■ REQUIRED ACTION
Search the listing below for lines that hold the word "athletic", and report only how many there are.

╭─ SUPPLIED INFORMATION

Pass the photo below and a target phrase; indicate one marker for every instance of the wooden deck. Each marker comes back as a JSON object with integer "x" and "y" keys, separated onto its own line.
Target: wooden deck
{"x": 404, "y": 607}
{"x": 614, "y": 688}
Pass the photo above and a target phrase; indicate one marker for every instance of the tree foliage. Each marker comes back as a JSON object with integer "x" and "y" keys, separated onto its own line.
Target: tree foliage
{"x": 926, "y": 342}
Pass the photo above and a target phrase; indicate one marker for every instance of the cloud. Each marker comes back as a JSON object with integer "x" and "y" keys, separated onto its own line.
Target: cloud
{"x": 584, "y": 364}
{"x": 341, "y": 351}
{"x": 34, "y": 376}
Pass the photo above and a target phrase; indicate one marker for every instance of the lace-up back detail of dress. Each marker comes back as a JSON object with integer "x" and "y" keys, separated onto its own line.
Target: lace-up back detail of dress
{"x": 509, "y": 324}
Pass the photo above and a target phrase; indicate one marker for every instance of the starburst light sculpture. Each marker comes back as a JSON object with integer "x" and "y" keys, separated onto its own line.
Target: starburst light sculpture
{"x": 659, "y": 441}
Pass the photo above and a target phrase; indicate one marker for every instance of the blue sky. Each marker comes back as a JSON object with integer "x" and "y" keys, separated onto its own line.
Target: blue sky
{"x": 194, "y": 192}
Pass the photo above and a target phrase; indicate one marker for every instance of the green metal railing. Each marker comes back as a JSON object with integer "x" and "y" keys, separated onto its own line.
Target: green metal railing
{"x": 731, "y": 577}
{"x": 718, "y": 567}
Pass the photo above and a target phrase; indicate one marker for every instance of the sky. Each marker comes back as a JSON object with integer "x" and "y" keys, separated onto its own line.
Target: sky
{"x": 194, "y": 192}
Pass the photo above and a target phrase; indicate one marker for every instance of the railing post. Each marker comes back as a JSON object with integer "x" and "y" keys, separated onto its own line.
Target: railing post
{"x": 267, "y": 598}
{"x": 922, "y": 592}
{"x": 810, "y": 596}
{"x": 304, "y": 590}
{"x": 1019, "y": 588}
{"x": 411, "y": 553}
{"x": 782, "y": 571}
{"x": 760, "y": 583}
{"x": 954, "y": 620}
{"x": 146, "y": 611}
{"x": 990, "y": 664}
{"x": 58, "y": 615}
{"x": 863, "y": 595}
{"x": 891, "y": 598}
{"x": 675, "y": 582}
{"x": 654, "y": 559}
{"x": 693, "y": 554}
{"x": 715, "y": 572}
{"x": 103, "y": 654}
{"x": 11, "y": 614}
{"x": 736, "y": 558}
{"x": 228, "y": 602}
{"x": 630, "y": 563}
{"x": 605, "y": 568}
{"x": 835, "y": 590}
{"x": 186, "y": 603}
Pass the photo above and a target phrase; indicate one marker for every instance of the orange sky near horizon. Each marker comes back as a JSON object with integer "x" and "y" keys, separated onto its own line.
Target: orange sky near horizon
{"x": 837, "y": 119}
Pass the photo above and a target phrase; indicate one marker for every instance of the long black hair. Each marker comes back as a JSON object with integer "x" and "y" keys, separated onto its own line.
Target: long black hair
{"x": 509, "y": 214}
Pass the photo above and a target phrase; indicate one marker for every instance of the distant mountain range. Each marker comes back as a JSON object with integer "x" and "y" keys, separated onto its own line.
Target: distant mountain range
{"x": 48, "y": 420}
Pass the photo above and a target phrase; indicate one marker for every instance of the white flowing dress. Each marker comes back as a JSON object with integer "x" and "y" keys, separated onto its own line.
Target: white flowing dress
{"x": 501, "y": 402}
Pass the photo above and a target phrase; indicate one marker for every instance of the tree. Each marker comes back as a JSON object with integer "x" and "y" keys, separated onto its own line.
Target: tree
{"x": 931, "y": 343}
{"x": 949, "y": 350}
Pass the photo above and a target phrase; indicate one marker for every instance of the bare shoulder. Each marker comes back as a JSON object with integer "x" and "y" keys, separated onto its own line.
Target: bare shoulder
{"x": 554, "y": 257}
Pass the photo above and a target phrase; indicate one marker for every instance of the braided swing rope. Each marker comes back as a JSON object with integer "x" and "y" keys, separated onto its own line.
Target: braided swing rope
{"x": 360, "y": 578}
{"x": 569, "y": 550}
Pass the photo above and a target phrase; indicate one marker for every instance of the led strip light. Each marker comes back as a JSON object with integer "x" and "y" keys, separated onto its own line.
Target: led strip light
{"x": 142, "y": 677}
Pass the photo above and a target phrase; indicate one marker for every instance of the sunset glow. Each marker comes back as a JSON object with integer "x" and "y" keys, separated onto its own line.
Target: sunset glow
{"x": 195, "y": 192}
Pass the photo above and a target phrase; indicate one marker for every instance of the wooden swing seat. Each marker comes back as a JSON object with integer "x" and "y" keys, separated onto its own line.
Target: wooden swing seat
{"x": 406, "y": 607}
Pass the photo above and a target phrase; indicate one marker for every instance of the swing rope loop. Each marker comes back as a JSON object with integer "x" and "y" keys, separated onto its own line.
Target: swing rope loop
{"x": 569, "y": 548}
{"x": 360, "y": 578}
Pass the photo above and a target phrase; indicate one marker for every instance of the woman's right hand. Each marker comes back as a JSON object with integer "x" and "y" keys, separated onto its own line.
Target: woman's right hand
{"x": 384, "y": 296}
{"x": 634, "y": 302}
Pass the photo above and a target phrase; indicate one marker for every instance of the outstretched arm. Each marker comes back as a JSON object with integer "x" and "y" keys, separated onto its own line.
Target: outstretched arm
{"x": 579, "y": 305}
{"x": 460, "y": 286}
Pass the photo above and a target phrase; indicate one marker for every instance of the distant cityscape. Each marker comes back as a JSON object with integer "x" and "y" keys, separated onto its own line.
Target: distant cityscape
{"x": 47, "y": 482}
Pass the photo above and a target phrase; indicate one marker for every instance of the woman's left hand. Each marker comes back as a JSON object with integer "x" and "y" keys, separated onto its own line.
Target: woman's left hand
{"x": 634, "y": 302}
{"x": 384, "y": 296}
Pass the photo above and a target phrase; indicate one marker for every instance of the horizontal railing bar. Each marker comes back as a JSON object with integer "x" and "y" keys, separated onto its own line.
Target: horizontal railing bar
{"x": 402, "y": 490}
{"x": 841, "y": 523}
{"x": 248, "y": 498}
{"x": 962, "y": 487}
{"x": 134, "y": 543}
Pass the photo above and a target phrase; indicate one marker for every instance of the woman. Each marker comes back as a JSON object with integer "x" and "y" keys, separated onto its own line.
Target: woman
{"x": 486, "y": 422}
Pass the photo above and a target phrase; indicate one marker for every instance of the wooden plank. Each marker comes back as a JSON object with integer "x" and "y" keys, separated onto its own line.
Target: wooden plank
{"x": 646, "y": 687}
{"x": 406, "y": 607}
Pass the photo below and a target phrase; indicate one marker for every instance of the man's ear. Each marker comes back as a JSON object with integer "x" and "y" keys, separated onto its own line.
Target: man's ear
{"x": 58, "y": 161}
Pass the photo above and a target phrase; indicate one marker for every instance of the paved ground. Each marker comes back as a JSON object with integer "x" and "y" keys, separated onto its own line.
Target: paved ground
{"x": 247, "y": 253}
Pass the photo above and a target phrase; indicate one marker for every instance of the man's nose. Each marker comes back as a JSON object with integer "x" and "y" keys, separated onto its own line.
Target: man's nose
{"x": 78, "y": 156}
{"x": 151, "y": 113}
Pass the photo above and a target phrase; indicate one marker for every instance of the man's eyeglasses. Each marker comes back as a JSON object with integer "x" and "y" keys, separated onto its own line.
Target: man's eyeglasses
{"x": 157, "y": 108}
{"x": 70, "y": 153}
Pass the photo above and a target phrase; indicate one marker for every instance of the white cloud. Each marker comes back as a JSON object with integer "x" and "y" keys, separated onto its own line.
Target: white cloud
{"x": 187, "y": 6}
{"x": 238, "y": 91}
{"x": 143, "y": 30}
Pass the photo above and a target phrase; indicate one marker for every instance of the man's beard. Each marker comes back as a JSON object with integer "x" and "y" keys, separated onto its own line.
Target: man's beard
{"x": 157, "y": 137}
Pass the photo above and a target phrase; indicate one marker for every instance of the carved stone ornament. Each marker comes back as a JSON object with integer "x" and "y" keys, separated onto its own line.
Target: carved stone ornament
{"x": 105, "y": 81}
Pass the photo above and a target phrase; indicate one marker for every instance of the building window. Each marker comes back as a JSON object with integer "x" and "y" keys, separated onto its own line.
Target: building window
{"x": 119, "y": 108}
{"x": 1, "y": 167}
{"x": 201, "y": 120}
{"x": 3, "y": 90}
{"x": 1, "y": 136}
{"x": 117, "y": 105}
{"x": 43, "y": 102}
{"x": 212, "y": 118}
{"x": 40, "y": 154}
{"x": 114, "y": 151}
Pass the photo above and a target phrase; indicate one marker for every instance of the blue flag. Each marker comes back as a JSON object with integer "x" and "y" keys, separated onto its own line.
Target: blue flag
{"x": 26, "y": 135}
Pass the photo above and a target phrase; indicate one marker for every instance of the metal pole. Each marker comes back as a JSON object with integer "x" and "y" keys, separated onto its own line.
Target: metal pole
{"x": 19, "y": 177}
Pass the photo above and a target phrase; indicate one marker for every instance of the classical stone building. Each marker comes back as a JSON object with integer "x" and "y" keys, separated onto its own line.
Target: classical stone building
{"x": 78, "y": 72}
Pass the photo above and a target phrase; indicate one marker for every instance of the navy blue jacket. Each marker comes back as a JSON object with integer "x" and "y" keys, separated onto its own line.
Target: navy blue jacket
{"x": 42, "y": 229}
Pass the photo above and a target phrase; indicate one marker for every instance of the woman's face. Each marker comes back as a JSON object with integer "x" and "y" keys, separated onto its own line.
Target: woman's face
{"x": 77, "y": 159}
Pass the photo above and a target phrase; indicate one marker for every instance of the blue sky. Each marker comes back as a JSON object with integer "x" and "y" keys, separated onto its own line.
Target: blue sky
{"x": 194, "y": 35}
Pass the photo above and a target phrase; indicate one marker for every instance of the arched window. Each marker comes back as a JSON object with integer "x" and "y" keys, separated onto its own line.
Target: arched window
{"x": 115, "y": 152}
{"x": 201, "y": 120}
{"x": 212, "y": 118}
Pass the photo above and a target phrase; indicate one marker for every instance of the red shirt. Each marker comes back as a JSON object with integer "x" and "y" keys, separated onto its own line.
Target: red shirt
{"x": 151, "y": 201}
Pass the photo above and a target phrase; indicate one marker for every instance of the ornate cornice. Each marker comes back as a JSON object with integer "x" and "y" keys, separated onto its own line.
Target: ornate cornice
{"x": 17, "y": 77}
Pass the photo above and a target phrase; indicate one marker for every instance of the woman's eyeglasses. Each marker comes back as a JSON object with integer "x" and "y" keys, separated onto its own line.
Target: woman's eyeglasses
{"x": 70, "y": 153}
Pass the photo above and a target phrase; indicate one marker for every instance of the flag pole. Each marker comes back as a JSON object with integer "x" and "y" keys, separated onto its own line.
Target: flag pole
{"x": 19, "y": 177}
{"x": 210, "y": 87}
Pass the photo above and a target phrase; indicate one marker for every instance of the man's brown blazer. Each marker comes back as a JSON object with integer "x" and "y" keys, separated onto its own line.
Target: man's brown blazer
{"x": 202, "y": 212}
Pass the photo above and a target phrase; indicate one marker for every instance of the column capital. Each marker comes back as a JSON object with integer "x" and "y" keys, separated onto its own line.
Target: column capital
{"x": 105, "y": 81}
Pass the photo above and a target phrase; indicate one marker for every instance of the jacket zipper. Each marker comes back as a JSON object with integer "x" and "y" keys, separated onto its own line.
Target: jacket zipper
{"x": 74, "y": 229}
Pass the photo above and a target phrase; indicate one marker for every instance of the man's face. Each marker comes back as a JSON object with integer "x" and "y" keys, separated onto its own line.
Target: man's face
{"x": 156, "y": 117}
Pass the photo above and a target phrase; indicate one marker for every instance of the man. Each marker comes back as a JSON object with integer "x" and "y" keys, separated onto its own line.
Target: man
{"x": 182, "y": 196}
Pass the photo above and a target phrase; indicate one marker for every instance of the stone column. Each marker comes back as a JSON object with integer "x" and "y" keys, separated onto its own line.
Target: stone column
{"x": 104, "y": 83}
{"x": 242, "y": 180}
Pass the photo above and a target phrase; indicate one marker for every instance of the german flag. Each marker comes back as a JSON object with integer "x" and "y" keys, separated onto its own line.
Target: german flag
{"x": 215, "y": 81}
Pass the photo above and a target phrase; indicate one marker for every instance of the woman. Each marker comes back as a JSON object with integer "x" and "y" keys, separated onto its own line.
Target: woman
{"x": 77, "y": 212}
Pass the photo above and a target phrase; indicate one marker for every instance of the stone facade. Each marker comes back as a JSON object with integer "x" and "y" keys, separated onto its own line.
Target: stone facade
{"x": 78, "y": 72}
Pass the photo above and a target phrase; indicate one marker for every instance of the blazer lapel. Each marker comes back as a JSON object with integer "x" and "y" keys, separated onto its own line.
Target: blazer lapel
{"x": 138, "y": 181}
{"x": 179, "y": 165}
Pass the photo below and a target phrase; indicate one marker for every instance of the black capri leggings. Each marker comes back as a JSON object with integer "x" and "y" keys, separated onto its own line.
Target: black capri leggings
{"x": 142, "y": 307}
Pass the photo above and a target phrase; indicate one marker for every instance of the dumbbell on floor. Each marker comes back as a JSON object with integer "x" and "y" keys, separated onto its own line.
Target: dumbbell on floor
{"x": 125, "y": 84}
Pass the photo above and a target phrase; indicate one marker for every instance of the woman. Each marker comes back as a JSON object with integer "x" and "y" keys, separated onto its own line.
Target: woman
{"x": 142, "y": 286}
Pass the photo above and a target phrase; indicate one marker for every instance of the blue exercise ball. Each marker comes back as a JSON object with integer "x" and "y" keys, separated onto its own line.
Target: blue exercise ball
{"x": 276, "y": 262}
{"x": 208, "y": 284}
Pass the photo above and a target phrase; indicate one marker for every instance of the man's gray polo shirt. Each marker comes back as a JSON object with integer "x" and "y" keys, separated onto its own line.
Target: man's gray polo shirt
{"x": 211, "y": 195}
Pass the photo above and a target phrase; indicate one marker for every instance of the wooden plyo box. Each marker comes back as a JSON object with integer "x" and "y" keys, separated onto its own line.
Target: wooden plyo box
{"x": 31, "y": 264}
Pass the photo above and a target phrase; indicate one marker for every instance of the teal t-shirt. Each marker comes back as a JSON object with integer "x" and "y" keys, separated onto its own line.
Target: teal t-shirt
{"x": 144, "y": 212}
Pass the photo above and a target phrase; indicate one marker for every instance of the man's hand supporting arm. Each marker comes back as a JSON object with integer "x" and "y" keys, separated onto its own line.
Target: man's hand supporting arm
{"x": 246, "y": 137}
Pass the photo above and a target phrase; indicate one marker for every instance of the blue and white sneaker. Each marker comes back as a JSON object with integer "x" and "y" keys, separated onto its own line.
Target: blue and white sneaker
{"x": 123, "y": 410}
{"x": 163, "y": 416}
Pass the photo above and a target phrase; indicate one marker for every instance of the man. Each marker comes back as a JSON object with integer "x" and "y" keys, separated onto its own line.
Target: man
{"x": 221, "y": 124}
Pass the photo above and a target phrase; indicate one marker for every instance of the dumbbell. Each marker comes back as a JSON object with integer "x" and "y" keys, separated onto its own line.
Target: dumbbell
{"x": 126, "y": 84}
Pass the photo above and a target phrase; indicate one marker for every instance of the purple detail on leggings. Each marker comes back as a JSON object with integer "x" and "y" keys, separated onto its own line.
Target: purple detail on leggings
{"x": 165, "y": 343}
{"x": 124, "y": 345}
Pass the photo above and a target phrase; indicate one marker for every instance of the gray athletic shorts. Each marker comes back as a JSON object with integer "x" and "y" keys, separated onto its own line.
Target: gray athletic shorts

╰─

■ ANSWER AREA
2